§ **About this exercise**
A faithful copy of all the data below, please; leave no line out.

§ **The records**

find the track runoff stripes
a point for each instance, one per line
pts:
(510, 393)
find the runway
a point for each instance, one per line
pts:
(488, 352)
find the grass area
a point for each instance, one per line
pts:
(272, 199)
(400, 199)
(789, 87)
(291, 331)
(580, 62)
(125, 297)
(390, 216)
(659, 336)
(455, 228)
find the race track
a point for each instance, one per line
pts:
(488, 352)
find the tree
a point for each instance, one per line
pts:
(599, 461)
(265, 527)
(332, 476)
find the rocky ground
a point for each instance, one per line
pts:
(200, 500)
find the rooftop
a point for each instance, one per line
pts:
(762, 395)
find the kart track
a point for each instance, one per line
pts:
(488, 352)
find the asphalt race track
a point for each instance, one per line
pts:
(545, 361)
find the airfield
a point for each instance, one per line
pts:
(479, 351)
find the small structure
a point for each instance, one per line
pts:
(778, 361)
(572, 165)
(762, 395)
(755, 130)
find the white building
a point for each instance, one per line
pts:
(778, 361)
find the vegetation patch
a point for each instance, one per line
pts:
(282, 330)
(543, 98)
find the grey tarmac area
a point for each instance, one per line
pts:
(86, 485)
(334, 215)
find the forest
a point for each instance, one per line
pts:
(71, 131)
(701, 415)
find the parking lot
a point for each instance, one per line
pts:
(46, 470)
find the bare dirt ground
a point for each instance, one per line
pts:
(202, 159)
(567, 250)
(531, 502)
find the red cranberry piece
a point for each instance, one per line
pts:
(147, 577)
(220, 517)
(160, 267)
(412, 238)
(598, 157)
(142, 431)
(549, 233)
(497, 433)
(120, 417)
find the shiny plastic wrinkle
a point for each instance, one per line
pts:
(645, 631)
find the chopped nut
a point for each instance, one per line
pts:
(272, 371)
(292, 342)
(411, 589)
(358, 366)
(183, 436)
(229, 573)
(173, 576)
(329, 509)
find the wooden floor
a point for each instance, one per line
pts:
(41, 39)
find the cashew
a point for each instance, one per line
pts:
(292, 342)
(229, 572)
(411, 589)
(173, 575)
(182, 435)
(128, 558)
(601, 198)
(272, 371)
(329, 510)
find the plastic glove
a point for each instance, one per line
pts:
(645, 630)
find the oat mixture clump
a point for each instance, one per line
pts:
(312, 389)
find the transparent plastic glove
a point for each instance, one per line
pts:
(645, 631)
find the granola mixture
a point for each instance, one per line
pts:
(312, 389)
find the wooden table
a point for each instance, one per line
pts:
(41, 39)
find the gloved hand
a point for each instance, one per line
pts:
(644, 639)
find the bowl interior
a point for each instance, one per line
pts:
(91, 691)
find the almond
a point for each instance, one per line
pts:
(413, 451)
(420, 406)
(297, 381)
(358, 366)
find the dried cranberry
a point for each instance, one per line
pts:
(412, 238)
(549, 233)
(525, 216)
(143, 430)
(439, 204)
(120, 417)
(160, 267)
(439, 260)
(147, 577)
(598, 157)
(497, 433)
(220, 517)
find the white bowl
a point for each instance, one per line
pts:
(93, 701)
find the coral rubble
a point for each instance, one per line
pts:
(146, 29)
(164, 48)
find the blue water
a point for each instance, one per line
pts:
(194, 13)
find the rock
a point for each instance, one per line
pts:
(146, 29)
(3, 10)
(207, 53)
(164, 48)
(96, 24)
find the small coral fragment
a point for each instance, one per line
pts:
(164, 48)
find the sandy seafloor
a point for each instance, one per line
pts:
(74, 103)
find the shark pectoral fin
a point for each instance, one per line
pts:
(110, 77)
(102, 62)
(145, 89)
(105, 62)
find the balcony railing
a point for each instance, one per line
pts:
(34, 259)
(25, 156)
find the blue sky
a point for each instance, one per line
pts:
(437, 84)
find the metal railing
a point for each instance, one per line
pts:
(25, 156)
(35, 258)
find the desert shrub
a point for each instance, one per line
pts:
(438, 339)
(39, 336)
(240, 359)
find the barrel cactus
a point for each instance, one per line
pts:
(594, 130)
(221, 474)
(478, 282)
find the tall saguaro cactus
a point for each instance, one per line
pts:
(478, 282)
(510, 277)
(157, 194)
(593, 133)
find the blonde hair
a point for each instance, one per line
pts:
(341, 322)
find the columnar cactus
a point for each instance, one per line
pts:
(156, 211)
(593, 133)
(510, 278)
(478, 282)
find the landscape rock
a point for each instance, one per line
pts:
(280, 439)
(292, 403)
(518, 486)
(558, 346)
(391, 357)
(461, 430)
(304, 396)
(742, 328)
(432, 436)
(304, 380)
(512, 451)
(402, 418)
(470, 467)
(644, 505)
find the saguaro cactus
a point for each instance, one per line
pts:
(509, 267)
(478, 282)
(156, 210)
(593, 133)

§ **Answer to this exercise**
find the track runoff stripes
a point for each instance, one per line
pts:
(510, 393)
find the runway
a point for each instance, one per line
pts:
(488, 352)
find the grass area
a point for each instance, one per line
pts:
(272, 199)
(400, 199)
(789, 87)
(291, 331)
(580, 62)
(125, 297)
(390, 216)
(659, 336)
(455, 228)
find the race track
a point for each instance, one per line
pts:
(488, 352)
find the tree
a point for each instance, one per line
pts:
(599, 461)
(265, 527)
(332, 476)
find the rocky ground
a point for each instance, one per line
pts:
(200, 500)
find the rooftop
a point for each instance, one per line
pts:
(762, 395)
find the kart track
a point for each instance, one per line
pts:
(488, 352)
find the asphalt race track
a point for each instance, one per line
pts:
(545, 361)
find the airfield
a point for each instance, one per line
pts:
(479, 351)
find the small structure
a point for each instance, one per line
pts:
(778, 361)
(572, 165)
(762, 395)
(755, 130)
find the white building
a point for each instance, one per line
pts:
(778, 361)
find the vegetation patch
a point for each instance, one per line
pts:
(282, 330)
(543, 98)
find the grey tarmac area
a point for each instance, one per line
pts:
(86, 485)
(334, 215)
find the forest
a point for each instance, one per line
pts:
(71, 131)
(701, 415)
find the parking lot
a point for each instance, one per line
pts:
(46, 470)
find the bare dirt ground
a point for each instance, one per line
pts:
(202, 159)
(567, 250)
(531, 502)
find the red cranberry piece
a point for each instance, one per line
pts:
(147, 577)
(220, 517)
(160, 267)
(412, 238)
(598, 157)
(142, 431)
(549, 233)
(497, 433)
(120, 417)
find the shiny plastic wrinkle
a point for each instance, one per line
pts:
(645, 631)
find the chopped nut
a point for each instance, one per line
pts:
(272, 371)
(292, 342)
(411, 589)
(358, 366)
(183, 436)
(229, 573)
(173, 576)
(329, 509)
find the wooden floor
a point for each instance, one per line
pts:
(41, 39)
find the cashew
a point for each instance, one per line
pts:
(292, 342)
(229, 572)
(411, 589)
(173, 575)
(182, 435)
(128, 558)
(601, 198)
(272, 371)
(329, 510)
find the plastic glove
a point for each instance, one per line
pts:
(645, 630)
find the oat mixture clump
a point for each instance, one per line
pts:
(312, 389)
find the transparent plastic glove
a point for each instance, one per line
pts:
(645, 631)
find the granola mixture
a point for each instance, one per line
pts:
(312, 389)
find the wooden table
a point for each instance, one per line
pts:
(41, 39)
find the gloved hand
a point for each instance, one per line
pts:
(644, 639)
find the bowl interior
a point for each instance, one per line
pts:
(91, 691)
find the almond
a point for each instance, one per line
pts:
(413, 451)
(420, 406)
(297, 381)
(358, 366)
find the dried cranberry
a point for each instance, one per line
pts:
(412, 238)
(549, 233)
(525, 216)
(143, 430)
(439, 204)
(120, 417)
(160, 267)
(439, 260)
(147, 577)
(598, 157)
(497, 433)
(220, 517)
find the white bowl
a point for each instance, one per line
pts:
(93, 701)
find the coral rubble
a point for each instance, one per line
pts:
(146, 29)
(164, 48)
find the blue water
a point for each instance, one per line
pts:
(194, 13)
find the rock
a point for each instance, one per line
pts:
(146, 29)
(3, 10)
(207, 53)
(164, 48)
(96, 24)
find the small coral fragment
a point for each instance, one per line
pts:
(164, 48)
find the sandy seafloor
a point for each instance, one per line
pts:
(74, 103)
find the shark pectoral fin
a point for each instance, one per line
pts:
(110, 77)
(102, 62)
(145, 89)
(105, 62)
find the balcony railing
a point for each instance, one per line
pts:
(34, 259)
(25, 156)
find the blue sky
a point for each instance, one per line
pts:
(437, 84)
find the metal railing
a point for each instance, one per line
pts:
(25, 156)
(35, 258)
find the desert shrub
a point for each instance, one per line
pts:
(438, 339)
(39, 336)
(240, 359)
find the barrel cactus
a point for each instance, one per line
pts:
(594, 130)
(221, 474)
(478, 282)
find the tall saguaro cactus
a point for each instance, one per line
pts:
(478, 282)
(510, 277)
(157, 194)
(593, 133)
find the blonde hair
a point for each instance, one per line
pts:
(341, 322)
find the columnar cactus
a point for each instance, one per line
pts:
(156, 211)
(593, 133)
(510, 278)
(478, 282)
find the landscape rock
a point for each instance, one per line
pts:
(280, 439)
(292, 403)
(518, 486)
(558, 346)
(391, 357)
(461, 430)
(304, 396)
(742, 328)
(432, 436)
(304, 380)
(512, 451)
(402, 418)
(470, 467)
(644, 505)
find the saguaro cactus
a point for each instance, one per line
pts:
(509, 267)
(478, 282)
(156, 210)
(593, 133)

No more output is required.